Researchers say these snacks are a completely unnecessary source of sugars and calories, contributing to tooth decay, obesity and type 2 diabetes and should NOT form part of a child’s 5 A Day. The
new government has urged to set sugar reduction targets immediately.
The research has revealed huge amount of hidden sugars in seemingly ‘healthy’ fruit snacks aimed at children , showed out of all the products surveyed, nearly all (99%) would receive a ‘red’ colour coded warning on the label for HIGH sugars per 100g.
In addition, grossly misleading packaging claims state these fruit snacks can contribute to ‘1 of your 5’ portions of fruit and vegetables a day. However, the new school food standards do not permit schools to offer children these products because they are categorised as ‘confectionary’. Therefore food manufacturers must adhere to the same standards to protect our children’s health.
Graham MacGregor, Professor of Cardiovascular Medicine at Queen Mary University of London and Chairman of Action on Sugar, told Asian Lite, “The new Conservative government has a tremendous opportunity to take control of public health and reduce the huge burden on the NHS caused by the pandemic of obesity and type 2 diabetes, linked to high sugar intakes. This survey illustrates the fact that the food industry is the cause of this pandemic, by taking something as natural as fruit and ruining it by adding sugar.
“The new Health Secretary, Jeremy Hunt MP, must set sugar reduction targets across the whole of the food industry to gradually reduce the amount of sugar they add to our food. If the food industry does not respond then punitive taxes on these unhealthy products need to be imposed.”
Kawther Hashem, nutritionist at Action on Sugar says, “It’s high time food manufacturers stop adding unnecessary sugars and calories to already sweet products. Check the label and if in doubt – eat fresh fruit. Ready sliced fruit in snack pots are better than processed fruit snacks.
“To eat the same number of grams of sugars in a processed fruit snack (18g) your child will have to eat about 240g of strawberries – that’s equivalent to a whole punnet!”

» **What you need to do**:
1. Do the following statements agree with the fruit snack article? Answer yes or no for each, and quote the words of the article that decide it.
(a) Nearly all of the surveyed products would get a red label warning for high sugars per 100g.
(b) The new school food standards allow schools to offer children these fruit snacks.
(c) Kawther Hashem says ready sliced fruit in snack pots is worse than processed fruit snacks.
2. Carry the fruit snack article forward with a few more sentences, starting after its final line.
The rows come from a different source than the fruit snack article.

» **Raw data**:

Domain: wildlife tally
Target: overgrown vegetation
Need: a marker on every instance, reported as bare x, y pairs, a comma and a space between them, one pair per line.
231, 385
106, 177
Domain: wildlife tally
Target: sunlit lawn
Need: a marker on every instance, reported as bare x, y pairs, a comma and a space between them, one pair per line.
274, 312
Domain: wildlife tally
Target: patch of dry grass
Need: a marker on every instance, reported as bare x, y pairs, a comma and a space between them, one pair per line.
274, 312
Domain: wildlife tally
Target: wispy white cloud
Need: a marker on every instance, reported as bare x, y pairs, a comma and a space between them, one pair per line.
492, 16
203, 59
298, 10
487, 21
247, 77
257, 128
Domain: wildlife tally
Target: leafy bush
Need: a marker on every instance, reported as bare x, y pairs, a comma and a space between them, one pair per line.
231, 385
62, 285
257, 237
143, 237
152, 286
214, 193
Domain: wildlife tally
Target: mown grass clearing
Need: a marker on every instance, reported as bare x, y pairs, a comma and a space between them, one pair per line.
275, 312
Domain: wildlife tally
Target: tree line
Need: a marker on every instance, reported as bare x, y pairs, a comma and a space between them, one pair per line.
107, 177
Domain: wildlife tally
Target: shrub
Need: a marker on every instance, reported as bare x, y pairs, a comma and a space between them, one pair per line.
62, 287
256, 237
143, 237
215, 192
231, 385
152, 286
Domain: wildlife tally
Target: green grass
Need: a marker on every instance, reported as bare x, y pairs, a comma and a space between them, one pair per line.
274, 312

» **Written answers**:
1.
(a) Yes: "nearly all (99%) would receive a ‘red’ colour coded warning on the label for HIGH sugars per 100g"
(b) No: "the new school food standards do not permit schools to offer children these products"
(c) No: "Ready sliced fruit in snack pots are better than processed fruit snacks."

2.
With a third of girls (34%) and boys (33%) aged 11-15 years considered overweight or obese, and tooth decay currently affecting 27.9% of 5 year olds, Action on Sugar is also urging parents to provide children with fresh fruit and vegetables as snacks, instead of the sugar-laden processed fruit snacks.
Industry has also reacted on the issue. Spokesperson from Organix told Asian Lite, “Our Organix No Junk Promise means we never add any refined sugars to our foods. Refined sugars are a carbohydrate so they provide energy but offer no other benefits while many foods such as milk, fruit and vegetables contain natural sugar alongside other essential nutrients such as vitamins, minerals and fibre.
“The sugar content in our foods comes only from natural sources including organic fruit and vegetables which we use for flavour. We are confident that by using whole, pureed or in some cases concentrated organic fruits and vegetables in our foods we are giving the best alternative to cheap processed sugars. We want to reassure you that to minimise the total sugar in our foods we are careful with our portion sizes for children and when foods are higher in sugar due to their ingredients we limit the portion size accordingly.
“At Organix we want children to grow up eating a balanced and varied diet so they develop a healthy relationship with food. Sugar is just one of many things to consider when it comes to a good diet and healthy eating habits.”